### WHAT IS REQUIRED
Wherever the word "winter" appears in a line below, that line counts; report the total number of such lines only.
• • • •
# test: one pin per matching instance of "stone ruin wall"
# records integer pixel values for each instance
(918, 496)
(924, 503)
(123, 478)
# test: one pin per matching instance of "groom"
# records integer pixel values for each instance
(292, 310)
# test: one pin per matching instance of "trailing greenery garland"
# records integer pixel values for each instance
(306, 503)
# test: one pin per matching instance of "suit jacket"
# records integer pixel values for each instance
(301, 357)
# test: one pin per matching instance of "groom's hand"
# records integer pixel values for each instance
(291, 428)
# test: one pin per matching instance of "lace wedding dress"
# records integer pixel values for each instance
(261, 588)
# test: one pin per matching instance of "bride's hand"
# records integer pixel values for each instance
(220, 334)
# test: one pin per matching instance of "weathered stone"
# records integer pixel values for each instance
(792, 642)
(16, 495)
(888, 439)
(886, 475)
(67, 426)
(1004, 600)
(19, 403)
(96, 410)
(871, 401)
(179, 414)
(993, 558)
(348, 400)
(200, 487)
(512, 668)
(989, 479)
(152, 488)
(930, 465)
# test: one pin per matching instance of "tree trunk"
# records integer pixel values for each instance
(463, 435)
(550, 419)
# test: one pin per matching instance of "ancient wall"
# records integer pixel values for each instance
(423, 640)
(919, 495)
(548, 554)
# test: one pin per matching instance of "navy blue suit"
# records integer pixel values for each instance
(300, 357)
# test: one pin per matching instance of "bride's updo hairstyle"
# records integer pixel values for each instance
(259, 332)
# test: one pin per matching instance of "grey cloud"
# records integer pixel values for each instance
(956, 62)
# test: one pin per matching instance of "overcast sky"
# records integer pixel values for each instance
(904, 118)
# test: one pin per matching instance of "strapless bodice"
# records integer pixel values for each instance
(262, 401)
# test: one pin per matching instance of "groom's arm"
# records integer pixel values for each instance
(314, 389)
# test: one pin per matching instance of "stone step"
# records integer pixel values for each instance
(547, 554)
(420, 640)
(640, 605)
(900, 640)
• • • •
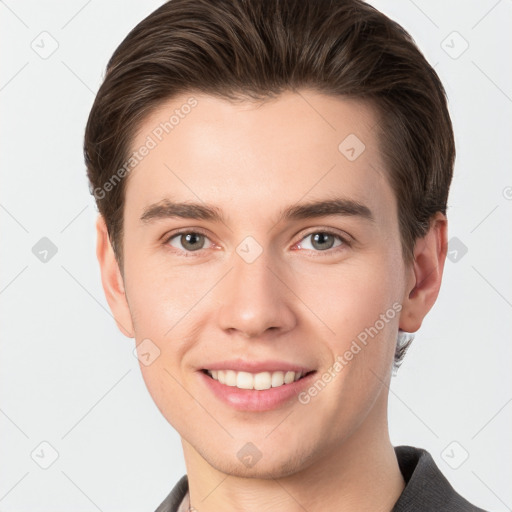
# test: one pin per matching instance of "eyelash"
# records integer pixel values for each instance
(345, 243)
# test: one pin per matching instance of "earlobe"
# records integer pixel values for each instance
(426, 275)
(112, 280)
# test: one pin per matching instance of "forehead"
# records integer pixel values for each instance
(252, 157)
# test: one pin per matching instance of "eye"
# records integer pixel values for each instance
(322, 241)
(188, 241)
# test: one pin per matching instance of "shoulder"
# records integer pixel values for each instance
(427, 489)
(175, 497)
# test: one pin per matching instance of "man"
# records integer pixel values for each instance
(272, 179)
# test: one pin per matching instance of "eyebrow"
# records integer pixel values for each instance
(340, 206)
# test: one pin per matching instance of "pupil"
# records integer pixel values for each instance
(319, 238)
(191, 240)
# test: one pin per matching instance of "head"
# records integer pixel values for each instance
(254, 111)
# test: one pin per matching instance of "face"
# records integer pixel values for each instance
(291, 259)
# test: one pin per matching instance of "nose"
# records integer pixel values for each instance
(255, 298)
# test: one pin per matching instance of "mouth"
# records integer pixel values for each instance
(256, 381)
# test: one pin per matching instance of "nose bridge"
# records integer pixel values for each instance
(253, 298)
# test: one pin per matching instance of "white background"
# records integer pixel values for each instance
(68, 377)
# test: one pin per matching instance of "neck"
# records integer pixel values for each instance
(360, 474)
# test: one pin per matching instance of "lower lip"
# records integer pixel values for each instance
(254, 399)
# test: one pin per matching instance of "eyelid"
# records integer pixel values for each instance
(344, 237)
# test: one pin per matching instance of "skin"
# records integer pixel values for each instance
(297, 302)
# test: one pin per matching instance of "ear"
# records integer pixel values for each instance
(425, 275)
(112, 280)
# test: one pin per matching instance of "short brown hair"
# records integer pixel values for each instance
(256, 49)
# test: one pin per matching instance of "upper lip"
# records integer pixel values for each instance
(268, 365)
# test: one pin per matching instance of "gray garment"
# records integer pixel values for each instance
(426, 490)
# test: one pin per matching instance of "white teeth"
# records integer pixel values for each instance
• • • •
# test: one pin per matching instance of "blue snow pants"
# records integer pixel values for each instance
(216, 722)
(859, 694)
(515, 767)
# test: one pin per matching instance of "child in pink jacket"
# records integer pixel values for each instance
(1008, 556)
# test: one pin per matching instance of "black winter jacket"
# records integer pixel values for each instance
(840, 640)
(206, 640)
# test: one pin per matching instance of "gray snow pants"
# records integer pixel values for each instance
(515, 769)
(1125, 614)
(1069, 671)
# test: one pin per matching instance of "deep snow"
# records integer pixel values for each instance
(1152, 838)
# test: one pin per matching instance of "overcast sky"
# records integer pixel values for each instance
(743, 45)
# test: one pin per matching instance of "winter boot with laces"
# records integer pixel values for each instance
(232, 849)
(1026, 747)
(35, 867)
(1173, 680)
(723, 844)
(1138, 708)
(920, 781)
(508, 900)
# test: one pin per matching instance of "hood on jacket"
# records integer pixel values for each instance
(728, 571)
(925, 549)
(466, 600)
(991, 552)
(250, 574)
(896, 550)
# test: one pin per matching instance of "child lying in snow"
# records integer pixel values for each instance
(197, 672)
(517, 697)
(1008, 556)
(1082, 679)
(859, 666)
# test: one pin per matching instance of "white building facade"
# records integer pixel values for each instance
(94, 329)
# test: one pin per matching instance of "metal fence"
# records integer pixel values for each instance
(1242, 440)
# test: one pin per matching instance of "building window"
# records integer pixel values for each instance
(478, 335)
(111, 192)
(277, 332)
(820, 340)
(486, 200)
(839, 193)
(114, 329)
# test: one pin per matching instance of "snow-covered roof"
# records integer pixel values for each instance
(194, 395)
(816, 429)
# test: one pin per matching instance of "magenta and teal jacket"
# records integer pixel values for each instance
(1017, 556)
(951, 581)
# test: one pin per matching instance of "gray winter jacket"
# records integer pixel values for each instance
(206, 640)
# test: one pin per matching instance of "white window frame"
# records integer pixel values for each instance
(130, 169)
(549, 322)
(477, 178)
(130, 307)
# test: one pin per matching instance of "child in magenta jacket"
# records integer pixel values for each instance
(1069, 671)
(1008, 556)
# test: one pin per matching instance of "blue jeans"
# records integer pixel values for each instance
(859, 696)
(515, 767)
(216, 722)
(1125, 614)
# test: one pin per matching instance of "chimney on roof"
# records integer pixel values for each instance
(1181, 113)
• • • •
### ANSWER BOX
3